Aim of the task:
Reproduce word for word everything from the first of the lines below down to the line containing "107), (232, 65)]]", including both of those lines.
Information provided start
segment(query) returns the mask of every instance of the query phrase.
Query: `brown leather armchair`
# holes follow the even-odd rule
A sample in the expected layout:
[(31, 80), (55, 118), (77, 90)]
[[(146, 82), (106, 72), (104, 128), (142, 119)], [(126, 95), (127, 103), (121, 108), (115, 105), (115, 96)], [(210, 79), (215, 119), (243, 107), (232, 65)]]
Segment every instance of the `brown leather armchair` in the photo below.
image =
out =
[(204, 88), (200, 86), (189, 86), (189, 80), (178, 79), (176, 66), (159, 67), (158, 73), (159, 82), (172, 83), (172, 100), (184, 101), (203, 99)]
Information provided end
Result:
segment(query) returns the mask of every instance of the query phrase.
Query: `brown leather armchair`
# holes follow the even-odd rule
A sample in the expected layout:
[(31, 80), (55, 118), (77, 90)]
[[(146, 82), (106, 72), (104, 128), (142, 119)], [(126, 95), (127, 103), (121, 108), (115, 105), (115, 96)], [(210, 79), (215, 119), (243, 107), (232, 65)]]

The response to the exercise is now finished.